■ Instruction A ■
Answer these questions from the passage on the Huntley Partnerships, one answer per line:
(i) What percentage participation in the Net Cash Flow makes up the Skoien Net Profits Interest?
(ii) In what year did the Village of Huntley create the TIF District?
(iii) What total principal value do the Series C bonds held by the Huntley Partnerships carry?
■ Instruction B ■
Resume the passage on the Huntley Partnerships and their TIF bonds, starting right after its final sentence, "Currently there is no portion of the tax increment available to the Series C bonds."

■ Provided text ■
**********
Gary Skoien, Chairman, CEO and President of HGPI is also the Executive Vice President and Chief Operating Officer of Prime. In connection with his employment with Prime, Mr. Skoien was previously granted an interest (the “Skoien Net Profits Interest”) in the net proceeds generated by the Huntley Partnerships, which he retained after the Transaction.  The Skoien Net Profits Interest consists of a 9.675% participation in the Net Cash Flow (as defined in Mr. Skoien’s Net Profits Agreement) distributed to the Company (excluding distributions of all amounts contributed or advanced by the Company to the Huntley Partnerships plus interest per the terms of the agreement).

 

In 1993, the Village of Huntley (the “Village”) created a Tax Increment Financing District (the “TIF District”) which was authorized to issue up to $108.0 million of tax-exempt, tax-increment bonds (the “TIF Bonds”) to reimburse the Huntley Partnerships for a portion of the land cost and the cost of public infrastructure improvements.  In 1995, the Village sold $7.0 million of Series A bonds and $14.0 million of Series B bonds.  The Huntley Partnerships own the Series C bonds with a total principal value of $25.0 million plus accrued interest.  The Series C bonds are subordinate to the Series A and Series B bonds and are entitled to the tax increment remaining after the debt service requirements of the Series A and B bonds have been satisfied.  Currently there is no portion of the tax increment available to the Series C bonds.
**********
■ Dataset entries ■
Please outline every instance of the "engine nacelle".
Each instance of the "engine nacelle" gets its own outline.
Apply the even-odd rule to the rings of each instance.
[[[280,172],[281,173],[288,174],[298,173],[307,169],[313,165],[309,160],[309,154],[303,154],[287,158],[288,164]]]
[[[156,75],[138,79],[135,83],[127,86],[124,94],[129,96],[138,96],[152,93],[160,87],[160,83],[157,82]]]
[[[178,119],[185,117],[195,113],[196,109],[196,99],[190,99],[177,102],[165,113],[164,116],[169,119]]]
**********
■ Task result A ■
(i) 9.675%
(ii) 1993
(iii) $25.0 million plus accrued interest

■ Task result B ■
The TIF Bonds are scheduled to be repaid from (a) 100% of the increase in real estate taxes above those in place when the TIF District was created, and (b) one-half of the Village’s one percent (1%) sales tax collected on retail sales occurring within the TIF District.  The TIF District contains approximately 600 acres of land owned or previously owned by the Huntley Partnerships.  The Huntley Partnerships deposited $700,000 in Series A debt service reserve funds and $3.09 million in Series B debt service reserve funds as security for the payment of principal and interest on the TIF Bonds.  To the extent the reserve funds are not needed to service the bonds, they will be returned to the Huntley Partnerships.  These funds are held in interest bearing accounts under the control of the trustee and total approximately $3.6 million at June 13, 2003.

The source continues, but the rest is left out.